**TASK TO COMPLETE:**
Skipping all images, output the listing word for word.

**SOURCE DATA:**
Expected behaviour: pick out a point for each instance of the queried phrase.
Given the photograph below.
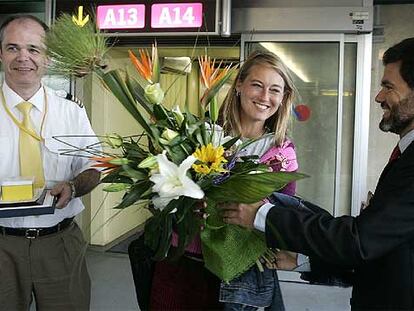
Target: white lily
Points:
(171, 181)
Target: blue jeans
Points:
(253, 290)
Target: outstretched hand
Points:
(64, 193)
(240, 214)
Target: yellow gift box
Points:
(17, 189)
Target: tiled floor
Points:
(113, 288)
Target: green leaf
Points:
(114, 177)
(215, 88)
(231, 142)
(134, 194)
(251, 188)
(116, 187)
(115, 83)
(138, 92)
(133, 173)
(164, 237)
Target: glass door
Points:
(324, 69)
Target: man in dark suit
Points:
(378, 245)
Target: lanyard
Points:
(20, 124)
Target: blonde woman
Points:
(258, 106)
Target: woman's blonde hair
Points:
(231, 108)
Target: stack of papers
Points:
(42, 203)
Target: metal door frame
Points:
(362, 100)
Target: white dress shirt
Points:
(61, 117)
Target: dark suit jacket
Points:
(377, 245)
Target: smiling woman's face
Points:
(261, 94)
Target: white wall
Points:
(398, 21)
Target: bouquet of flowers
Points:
(178, 160)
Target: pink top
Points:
(281, 159)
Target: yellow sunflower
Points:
(210, 160)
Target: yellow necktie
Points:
(30, 155)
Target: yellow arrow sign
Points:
(80, 21)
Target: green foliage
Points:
(75, 50)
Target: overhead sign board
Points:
(125, 16)
(145, 17)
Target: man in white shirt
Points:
(42, 255)
(377, 246)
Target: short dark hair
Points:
(20, 17)
(404, 52)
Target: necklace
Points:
(20, 124)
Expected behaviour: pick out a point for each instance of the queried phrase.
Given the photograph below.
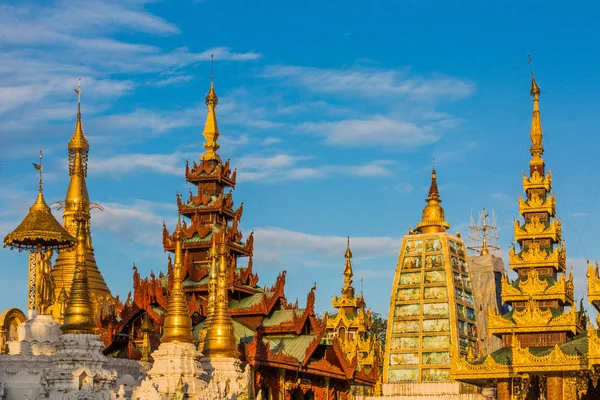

**REPLY:**
Expected behaviour: pick out a point for each instance of the queried phrase.
Given the photograph below.
Target: white lily
Points:
(171, 181)
Target: blue jeans
Points:
(253, 290)
Target: outstretched hand
Points:
(64, 193)
(240, 214)
Target: yellow gift box
Points:
(17, 189)
Target: tiled floor
Points:
(113, 288)
Target: green leaf
Points:
(114, 177)
(215, 88)
(231, 142)
(134, 194)
(251, 188)
(116, 187)
(115, 83)
(138, 92)
(133, 173)
(164, 237)
Target: glass door
Points:
(324, 69)
Target: man in dark suit
Points:
(378, 245)
Target: lanyard
Points:
(20, 124)
Target: blonde woman
Points:
(258, 106)
Target: woman's blonde hair
Points:
(231, 108)
Target: stack of papers
Points:
(42, 203)
Target: metal door frame
Points:
(362, 100)
Target: white dress shirt
Points:
(61, 117)
Target: dark suit jacket
Points:
(377, 245)
Target: smiling woman's face
Points:
(261, 94)
Target: white wall
Points:
(398, 21)
Target: bouquet of flowers
Points:
(178, 160)
Target: pink top
Points:
(281, 159)
Target: yellow sunflower
Points:
(210, 160)
Target: yellow necktie
Points:
(30, 155)
Target: yellow arrow sign
Points:
(80, 21)
Target: green foliage
Points:
(75, 50)
Target: overhead sign board
Points:
(125, 16)
(145, 17)
Target: man in white shirt
Points:
(42, 255)
(377, 246)
Target: short dark hair
Points:
(20, 17)
(404, 52)
Target: necklace
Points:
(20, 124)
Expected behaviour: pick out a point for each instance of the queried phrase.
Given the photograph below.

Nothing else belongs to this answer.